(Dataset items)
┄┄┄┄┄┄┄┄┄┄┄┄┄┄┄┄┄┄┄┄

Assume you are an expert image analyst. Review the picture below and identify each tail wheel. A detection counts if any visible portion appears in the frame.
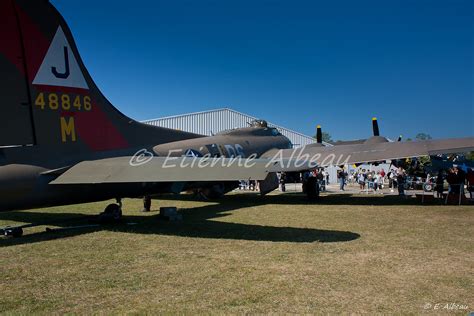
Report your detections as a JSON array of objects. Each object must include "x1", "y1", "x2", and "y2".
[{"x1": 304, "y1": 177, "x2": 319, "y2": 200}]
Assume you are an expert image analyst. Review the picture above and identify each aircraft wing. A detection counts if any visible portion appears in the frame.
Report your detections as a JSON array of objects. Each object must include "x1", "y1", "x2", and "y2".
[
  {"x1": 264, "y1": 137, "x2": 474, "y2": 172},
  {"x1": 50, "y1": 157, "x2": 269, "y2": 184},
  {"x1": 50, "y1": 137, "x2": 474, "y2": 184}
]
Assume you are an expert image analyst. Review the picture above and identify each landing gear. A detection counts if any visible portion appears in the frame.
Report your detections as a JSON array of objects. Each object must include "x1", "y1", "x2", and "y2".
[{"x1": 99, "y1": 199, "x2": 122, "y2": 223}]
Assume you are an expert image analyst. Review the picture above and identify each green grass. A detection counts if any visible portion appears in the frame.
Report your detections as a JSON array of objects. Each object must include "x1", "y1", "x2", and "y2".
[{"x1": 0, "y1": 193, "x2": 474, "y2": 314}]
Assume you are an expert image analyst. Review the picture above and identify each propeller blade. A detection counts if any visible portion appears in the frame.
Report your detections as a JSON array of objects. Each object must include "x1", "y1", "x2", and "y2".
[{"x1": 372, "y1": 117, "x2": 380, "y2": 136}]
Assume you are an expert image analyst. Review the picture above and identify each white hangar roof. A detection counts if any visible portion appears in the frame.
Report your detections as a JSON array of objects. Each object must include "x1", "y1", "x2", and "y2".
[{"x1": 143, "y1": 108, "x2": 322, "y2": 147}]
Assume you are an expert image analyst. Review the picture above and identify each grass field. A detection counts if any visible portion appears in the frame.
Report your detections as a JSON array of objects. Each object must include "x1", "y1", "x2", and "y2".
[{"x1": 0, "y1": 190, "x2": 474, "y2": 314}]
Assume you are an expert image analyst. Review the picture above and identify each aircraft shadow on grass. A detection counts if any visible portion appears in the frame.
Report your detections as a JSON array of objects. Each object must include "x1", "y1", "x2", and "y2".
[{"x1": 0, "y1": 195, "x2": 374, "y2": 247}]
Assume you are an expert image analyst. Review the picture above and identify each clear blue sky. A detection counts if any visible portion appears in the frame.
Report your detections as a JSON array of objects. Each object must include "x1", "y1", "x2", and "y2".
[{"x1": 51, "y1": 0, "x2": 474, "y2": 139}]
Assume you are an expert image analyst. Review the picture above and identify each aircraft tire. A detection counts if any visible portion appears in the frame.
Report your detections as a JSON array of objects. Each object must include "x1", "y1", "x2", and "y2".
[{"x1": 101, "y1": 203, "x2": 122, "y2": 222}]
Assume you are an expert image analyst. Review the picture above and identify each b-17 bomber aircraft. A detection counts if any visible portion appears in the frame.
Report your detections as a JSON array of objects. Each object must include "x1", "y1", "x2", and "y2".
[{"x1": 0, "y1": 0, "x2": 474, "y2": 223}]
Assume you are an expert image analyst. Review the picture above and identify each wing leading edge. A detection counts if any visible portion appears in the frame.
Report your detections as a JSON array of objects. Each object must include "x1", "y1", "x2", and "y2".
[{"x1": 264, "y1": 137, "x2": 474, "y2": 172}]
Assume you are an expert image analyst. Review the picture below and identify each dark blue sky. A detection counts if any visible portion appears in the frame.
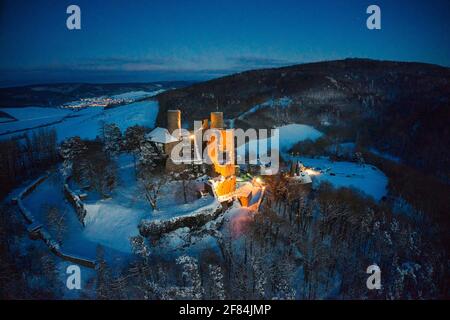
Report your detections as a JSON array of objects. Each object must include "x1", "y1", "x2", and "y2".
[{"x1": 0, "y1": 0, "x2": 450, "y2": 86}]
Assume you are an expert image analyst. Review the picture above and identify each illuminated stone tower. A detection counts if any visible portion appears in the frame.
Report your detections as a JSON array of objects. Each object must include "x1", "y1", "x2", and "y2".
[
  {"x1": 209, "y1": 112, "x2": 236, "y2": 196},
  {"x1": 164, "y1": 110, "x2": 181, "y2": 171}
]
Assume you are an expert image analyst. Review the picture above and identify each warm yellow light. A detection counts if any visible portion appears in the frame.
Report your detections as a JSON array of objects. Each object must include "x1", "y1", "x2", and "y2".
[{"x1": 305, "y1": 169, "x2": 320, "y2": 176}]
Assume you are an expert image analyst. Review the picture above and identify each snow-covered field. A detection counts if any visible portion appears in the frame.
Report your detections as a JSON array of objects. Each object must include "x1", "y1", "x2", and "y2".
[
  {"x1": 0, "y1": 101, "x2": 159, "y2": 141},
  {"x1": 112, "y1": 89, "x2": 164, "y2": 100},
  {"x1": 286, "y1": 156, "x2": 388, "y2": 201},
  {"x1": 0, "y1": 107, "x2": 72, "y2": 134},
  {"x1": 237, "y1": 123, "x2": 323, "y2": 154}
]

┄┄┄┄┄┄┄┄┄┄┄┄┄┄┄┄┄┄┄┄

Copy all of the dataset items above word for word, leaving out the pictures.

Assume you are an expert image analyst. Review the picture below and identify each tail wheel. A detection counts if any visible portion appears in the frame.
Report your detections as a JSON array of objects. Each object must include "x1", "y1", "x2", and "y2".
[{"x1": 304, "y1": 177, "x2": 319, "y2": 200}]
Assume you are an expert image analyst. Review the picture above and identify each aircraft wing. A detection counts if any visible portion appears in the frame.
Report your detections as a JSON array of objects. Each object must include "x1", "y1", "x2", and "y2".
[
  {"x1": 264, "y1": 137, "x2": 474, "y2": 172},
  {"x1": 50, "y1": 157, "x2": 269, "y2": 184},
  {"x1": 50, "y1": 137, "x2": 474, "y2": 184}
]
Assume you are an expert image analyst. Review the picture above and identify each landing gear. A detection counts if any visible portion appears in the frame.
Report your detections as a JSON array of objects. Each object must include "x1", "y1", "x2", and "y2".
[{"x1": 99, "y1": 199, "x2": 122, "y2": 223}]
Assume you are an expert image analyst. Review the picture above and identify each green grass. A detection counts if any visible portion appears in the frame.
Report your detections as a JSON array of objects. Each object must include "x1", "y1", "x2", and "y2".
[{"x1": 0, "y1": 193, "x2": 474, "y2": 314}]
Assume you are an expert image analyst. Review the picture above and identify each propeller blade. A detection counts if any visible portion appears in the frame.
Report your detections as a JSON array of objects. Each object must include "x1", "y1", "x2", and "y2".
[{"x1": 372, "y1": 117, "x2": 380, "y2": 136}]
Assume you are an expert image analyst. Review the picture above and identify each white hangar roof. A detection counts if any visible portion appears in the frame.
Report your detections as a JSON array of objects. Each object must include "x1", "y1", "x2", and "y2".
[{"x1": 143, "y1": 108, "x2": 322, "y2": 147}]
Assume you are an expert image analyst. Review the picture above and identify each grass field. A detection counts if any visible portion appears in the frame.
Report your detections as a JSON array of objects. Each object must include "x1", "y1", "x2", and "y2".
[{"x1": 0, "y1": 190, "x2": 474, "y2": 314}]
Assume you are an expert image analyst. Review the picture above and identify each aircraft shadow on grass. A detection counts if any visible portion appears in the frame.
Report your detections as a JSON array of objects. Each object must include "x1", "y1", "x2", and "y2".
[{"x1": 0, "y1": 195, "x2": 374, "y2": 247}]
Assume you are an expert image analyst. Review the picture above and identify each clear blue sky. A detection counts if any visible portion appears in the frame.
Report your detections as a JSON array of objects. Each object must include "x1", "y1", "x2", and "y2".
[{"x1": 51, "y1": 0, "x2": 474, "y2": 139}]
Assume you are an expert image analyst. Review the picture above and identify each aircraft tire. A detection counts if any visible portion appears in the frame.
Report your detections as a JSON array of objects. Each object must include "x1", "y1", "x2", and "y2".
[{"x1": 101, "y1": 203, "x2": 122, "y2": 222}]
Assume you are an expert image analyst. Review the picture above and identify each b-17 bomber aircraft. A detection counts if any visible portion appears in the frame.
Report your detections as a JSON array of objects. Each object must include "x1", "y1", "x2", and "y2".
[{"x1": 0, "y1": 0, "x2": 474, "y2": 223}]
Assume you are an expert image analyst. Review the picture above and identify each wing leading edge. A detection counts if any visible portion appears in the frame.
Report your detections as a JSON array of objects. Each object must include "x1", "y1", "x2", and "y2".
[{"x1": 264, "y1": 137, "x2": 474, "y2": 172}]
Assume you are an expert image analyst. Review the picture below and identify each dark blue sky. A detection counts if any visible portion appears in the frame.
Report your detections as a JSON array of objects. Each object must include "x1", "y1", "x2", and "y2".
[{"x1": 0, "y1": 0, "x2": 450, "y2": 86}]
Assume you are an expert image analyst. Review the picture above and identify each illuminated stone tower. A detection counts if any visible portion appears in the frame.
Report your detections as a JSON array of objects. Each object must include "x1", "y1", "x2", and "y2".
[
  {"x1": 209, "y1": 112, "x2": 236, "y2": 196},
  {"x1": 164, "y1": 110, "x2": 181, "y2": 171}
]
Assume you are an expert image analyst. Review the picture above and identify each warm yellow light. A detection counts if any visible portion appears in the frame.
Report your detections as a JSON array of objects. Each object must include "x1", "y1", "x2", and "y2".
[{"x1": 305, "y1": 169, "x2": 320, "y2": 176}]
Assume you are an expert image analyst. Review the picture above and identify each snow-covered field. A detection counts if any visible portion appears in the frame.
Report your detections as a JSON array of objects. Each object must include "x1", "y1", "x2", and "y2".
[
  {"x1": 0, "y1": 101, "x2": 159, "y2": 141},
  {"x1": 112, "y1": 89, "x2": 164, "y2": 100},
  {"x1": 286, "y1": 156, "x2": 388, "y2": 201},
  {"x1": 0, "y1": 107, "x2": 72, "y2": 134},
  {"x1": 237, "y1": 123, "x2": 323, "y2": 154}
]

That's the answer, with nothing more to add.